_Task description:_
In the snowshoe article, update the passage from "Anyone planning to" up to and including "has his reasons." so that "woods" reads "forest".

_Text to read:_
══════════

Courtesy of Steve Wulff
Courtesy of Steve Wulff
“Insane Steve” might be an accurate moniker.
Anyone planning to snowshoe 26 miles cross country nonstop across the continental divide overnight in the dead of a Colorado winter has got to have a little crazy in him, after all.
So when a friend tagged Steve Allen’s incoming emails as from “Insane Steve,” the 53-year-old Silverton resident could only shrug and chuckle because next Thursday, that snowshoe trip, from Silverton to Lake City, is exactly what he’s doing.
“I’m actually cutting through the mountains, so I’m not taking any roads,” Allen said.
And this is no ordinary walk in the woods.
“Everybody’s all for it. There’s a lot of support,” Allen said. “They’re all like, ‘how the heck are you going to make it?’”
“I’m putting my life on the line, actually.”
Allen has his reasons.
When family friend 16-year-old Dillon Paxton died in a car accident over the summer, Allen said it hit him hard.
“That was the first time in my life I actually lost it,” Allen said. “I’m pretty straightforward, like most people, but I lost it that day.”
It also got him thinking about Silverton’s youths and youth center, where Dillon served as a peer guide and on the Youth Advisory Council. Allen decided he, too, needed to do something to serve the young people of his community.
Growing up 45 miles from town with only three neighbors, Allen knows what it’s like to be in the mountains and how important community activities can be for kids. With his experience in the mountains, Allen figured he might be able to do something just crazy enough to raise some money for Silverton’s youth center and provide an example for local kids.
The snowshoe plan was hatched.

══════════

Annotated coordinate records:
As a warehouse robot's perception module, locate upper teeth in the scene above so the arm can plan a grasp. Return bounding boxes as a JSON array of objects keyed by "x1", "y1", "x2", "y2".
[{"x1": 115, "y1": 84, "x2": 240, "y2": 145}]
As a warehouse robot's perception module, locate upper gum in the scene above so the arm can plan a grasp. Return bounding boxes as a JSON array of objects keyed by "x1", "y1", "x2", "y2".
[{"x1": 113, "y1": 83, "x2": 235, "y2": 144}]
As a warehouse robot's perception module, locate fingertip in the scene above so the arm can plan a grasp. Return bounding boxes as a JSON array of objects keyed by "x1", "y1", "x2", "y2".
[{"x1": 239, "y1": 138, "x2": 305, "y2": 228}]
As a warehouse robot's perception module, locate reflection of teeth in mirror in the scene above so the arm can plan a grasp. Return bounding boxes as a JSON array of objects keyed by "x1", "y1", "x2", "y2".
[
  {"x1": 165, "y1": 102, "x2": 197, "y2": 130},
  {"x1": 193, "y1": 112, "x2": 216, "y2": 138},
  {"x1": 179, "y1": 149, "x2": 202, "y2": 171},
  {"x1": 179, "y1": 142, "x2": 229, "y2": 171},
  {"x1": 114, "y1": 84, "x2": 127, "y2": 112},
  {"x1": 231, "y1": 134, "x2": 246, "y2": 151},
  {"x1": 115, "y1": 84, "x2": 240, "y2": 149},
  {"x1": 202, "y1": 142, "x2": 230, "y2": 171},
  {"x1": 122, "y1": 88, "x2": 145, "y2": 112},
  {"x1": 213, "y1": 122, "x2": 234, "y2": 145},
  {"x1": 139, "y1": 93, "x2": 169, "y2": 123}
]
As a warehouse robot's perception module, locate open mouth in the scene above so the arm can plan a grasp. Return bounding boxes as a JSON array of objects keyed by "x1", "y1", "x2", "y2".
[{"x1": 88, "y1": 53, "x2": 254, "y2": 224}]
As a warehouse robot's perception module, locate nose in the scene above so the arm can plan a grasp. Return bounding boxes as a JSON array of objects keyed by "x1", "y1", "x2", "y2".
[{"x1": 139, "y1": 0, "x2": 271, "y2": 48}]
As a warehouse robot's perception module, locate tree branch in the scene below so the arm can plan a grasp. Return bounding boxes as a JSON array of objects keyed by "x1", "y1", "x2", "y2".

══════════

_Complete answer:_
Anyone planning to snowshoe 26 miles cross country nonstop across the continental divide overnight in the dead of a Colorado winter has got to have a little crazy in him, after all.
So when a friend tagged Steve Allen’s incoming emails as from “Insane Steve,” the 53-year-old Silverton resident could only shrug and chuckle because next Thursday, that snowshoe trip, from Silverton to Lake City, is exactly what he’s doing.
“I’m actually cutting through the mountains, so I’m not taking any roads,” Allen said.
And this is no ordinary walk in the forest.
“Everybody’s all for it. There’s a lot of support,” Allen said. “They’re all like, ‘how the heck are you going to make it?’”
“I’m putting my life on the line, actually.”
Allen has his reasons.